▸ **Task details**
Each entry must be reproduced precisely as it stands.

Saved entries:
● ● ● ● ●
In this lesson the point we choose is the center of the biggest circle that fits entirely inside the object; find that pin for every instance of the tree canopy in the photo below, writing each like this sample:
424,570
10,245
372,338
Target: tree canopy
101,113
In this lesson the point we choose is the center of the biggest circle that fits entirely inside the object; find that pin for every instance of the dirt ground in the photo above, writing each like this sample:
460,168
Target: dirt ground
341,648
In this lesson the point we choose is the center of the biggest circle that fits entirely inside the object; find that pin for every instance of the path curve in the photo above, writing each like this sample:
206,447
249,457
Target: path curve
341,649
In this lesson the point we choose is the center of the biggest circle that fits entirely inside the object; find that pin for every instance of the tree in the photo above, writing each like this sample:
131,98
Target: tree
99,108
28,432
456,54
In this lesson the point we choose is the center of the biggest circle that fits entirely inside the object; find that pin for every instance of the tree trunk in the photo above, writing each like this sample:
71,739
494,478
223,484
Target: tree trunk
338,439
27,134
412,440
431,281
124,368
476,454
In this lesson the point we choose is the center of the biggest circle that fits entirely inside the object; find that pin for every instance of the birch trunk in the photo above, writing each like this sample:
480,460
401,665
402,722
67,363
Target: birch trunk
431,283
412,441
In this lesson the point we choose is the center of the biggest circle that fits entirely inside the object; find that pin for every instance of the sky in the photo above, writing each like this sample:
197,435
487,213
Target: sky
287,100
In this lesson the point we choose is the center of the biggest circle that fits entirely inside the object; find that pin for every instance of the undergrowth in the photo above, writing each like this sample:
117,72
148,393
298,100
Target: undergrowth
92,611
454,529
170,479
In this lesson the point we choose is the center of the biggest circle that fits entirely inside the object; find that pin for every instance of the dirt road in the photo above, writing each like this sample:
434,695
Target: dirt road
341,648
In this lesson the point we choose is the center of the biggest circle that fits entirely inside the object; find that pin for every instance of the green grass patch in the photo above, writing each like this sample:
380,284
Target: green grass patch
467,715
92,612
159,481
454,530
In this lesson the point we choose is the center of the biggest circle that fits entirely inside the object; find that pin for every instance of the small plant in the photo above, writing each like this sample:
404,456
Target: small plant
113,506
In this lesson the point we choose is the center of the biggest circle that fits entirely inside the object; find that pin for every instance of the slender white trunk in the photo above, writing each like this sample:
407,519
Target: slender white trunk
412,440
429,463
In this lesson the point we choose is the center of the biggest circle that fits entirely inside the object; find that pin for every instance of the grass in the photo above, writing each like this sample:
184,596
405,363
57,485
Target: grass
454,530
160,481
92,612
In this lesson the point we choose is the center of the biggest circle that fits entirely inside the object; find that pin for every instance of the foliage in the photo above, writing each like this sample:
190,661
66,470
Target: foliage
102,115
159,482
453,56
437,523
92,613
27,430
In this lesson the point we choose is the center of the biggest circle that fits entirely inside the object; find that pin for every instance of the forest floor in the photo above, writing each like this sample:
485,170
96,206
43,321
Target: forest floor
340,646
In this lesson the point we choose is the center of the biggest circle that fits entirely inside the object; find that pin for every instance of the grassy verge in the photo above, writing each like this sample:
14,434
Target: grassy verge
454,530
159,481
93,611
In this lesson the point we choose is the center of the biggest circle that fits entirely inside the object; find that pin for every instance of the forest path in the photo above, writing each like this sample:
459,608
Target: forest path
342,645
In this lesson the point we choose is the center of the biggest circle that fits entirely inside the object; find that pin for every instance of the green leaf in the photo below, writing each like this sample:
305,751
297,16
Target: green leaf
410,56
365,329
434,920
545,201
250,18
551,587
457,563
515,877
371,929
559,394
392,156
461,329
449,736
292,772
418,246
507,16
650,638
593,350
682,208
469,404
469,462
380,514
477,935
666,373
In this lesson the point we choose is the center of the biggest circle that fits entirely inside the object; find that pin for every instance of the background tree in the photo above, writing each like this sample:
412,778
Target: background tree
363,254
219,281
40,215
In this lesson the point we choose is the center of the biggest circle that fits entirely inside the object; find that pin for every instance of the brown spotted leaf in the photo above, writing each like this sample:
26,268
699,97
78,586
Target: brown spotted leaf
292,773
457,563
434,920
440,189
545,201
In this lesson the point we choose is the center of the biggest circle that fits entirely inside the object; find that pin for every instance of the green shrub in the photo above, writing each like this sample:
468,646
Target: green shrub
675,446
● ● ● ● ●
▸ **Output of the exercise**
In this lesson the point we choose is the center of the biggest circle that fits entirely inside the object; find that pin for every instance of the tree canopy in the photo below, writing each like this sample:
424,570
10,245
372,338
Target: tree canopy
101,113
In this lesson the point we choose is the center of the biggest circle that fits entirely inside the object; find that pin for every instance of the dirt ground in the photo above, writing each like this sample:
460,168
Target: dirt ground
341,648
In this lesson the point we choose is the center of the biggest circle that fits entirely inside the object; find that pin for every instance of the path curve in the photo above, writing each like this sample:
206,447
249,457
Target: path curve
341,649
In this lesson the point we choose is the center of the biggest circle that fits entirely inside the object; find that pin for every instance of the tree in the photo above, writing each like this sample:
131,98
Target: tree
99,108
28,432
456,54
In this lesson the point we choose is the center of the biggest circle that fits entirely inside the object; find that pin for every instance of the tree trunk in the photo above, writing each like this sample:
71,739
494,478
223,484
Target: tree trunk
338,439
27,134
412,440
431,281
124,368
476,454
In this lesson the point we choose is the center of the biggest circle that fits entirely inside the object; find that pin for every instance of the birch trunk in the photo above, writing each like this sample:
480,460
401,665
402,722
67,363
Target: birch trunk
431,283
412,441
In this lesson the point we choose is the center of the biggest circle that fits entirely inside the object; find that pin for every instance of the sky in the photo above, writing each like this sample:
197,435
487,213
Target: sky
287,100
In this lesson the point we choose is the center of the biggest circle that fits entirely inside the object; find that pin for every instance of the undergrowth in the photo above, writing each like this sample:
117,72
148,393
298,100
Target: undergrowth
92,611
454,529
170,479
In this lesson the point we choose is the center of the biggest circle that fits entirely inside the object; find that pin for every instance of the dirt road in the photo above, writing each like this sample:
434,695
Target: dirt road
341,648
In this lesson the point we choose is the center of the biggest circle that fits entirely inside the object; find that pin for every instance of the green grass patch in the photo above, writing each like this sample:
380,284
Target: green grass patch
467,715
92,612
159,481
454,530
In this lesson the point we choose is the center of the biggest circle that fits entirely inside the object; find that pin for every instance of the small plant in the photo above, writing each like this sample:
404,456
Target: small plant
113,506
In this lesson the point we choose is the center of the biggest circle that fits entirely inside the object; find that pin for every instance of the slender white trunk in the photo above, writing each like this sample:
407,519
Target: slender white trunk
412,440
429,463
In this lesson the point we choose is the center of the biggest circle that fits entirely inside the object; find that pin for every instance of the grass in the photo above, writing each like this sample:
184,596
405,363
57,485
Target: grass
454,530
160,481
92,612
In this lesson the point we choose is the center of the biggest circle that fits entirely inside the object; find that pin for every instance of the foliage in the photo above, writing each like this sample:
190,661
66,470
Target: foliage
102,115
159,482
453,56
437,523
92,613
27,430
In this lesson the point we choose is the center of the biggest circle that fits entirely inside the object; find that pin for every instance of the forest floor in the photo above, writing each like this sample:
485,170
96,206
43,321
Target: forest floor
340,646
In this lesson the point we choose is the center of the biggest circle that fits entirely inside the object; find that pin for every instance of the grassy verge in the photo above, writing each like this sample:
14,434
Target: grassy verge
454,530
159,481
93,611
In this lesson the point we choose is the center of the biggest circle that fits entirely inside the object; find that pin for every instance of the forest path in the photo above, writing each like this sample:
459,608
Target: forest path
342,645
In this lesson the point we choose is the center of the biggest circle that fits entirely inside the object; find that pin for every instance of the green leaf in the photo below, writing each like this sample:
305,751
297,16
Target: green leaf
410,56
365,329
434,920
545,201
250,18
551,587
457,563
515,877
371,929
559,394
392,156
461,329
449,736
292,772
418,246
507,16
650,638
593,350
682,208
469,404
469,462
380,514
477,935
666,373
In this lesson the point we choose is the center of the biggest circle that fits entirely inside the object; find that pin for every instance of the background tree in the photo above, writing each like this sample:
412,778
Target: background tree
363,254
219,281
40,215
In this lesson the point we choose is the center of the biggest circle that fits entirely inside the object; find that pin for every instance of the brown spotted leaf in the photo above, writing each like this sample:
26,268
699,97
78,586
Target: brown spotted leaf
292,773
457,563
434,920
440,189
545,201
In this lesson the point we choose is the center of the biggest circle that fits entirely inside the object; find that pin for every instance of the green shrub in the photo above, writing each like this sample:
468,646
Target: green shrub
675,446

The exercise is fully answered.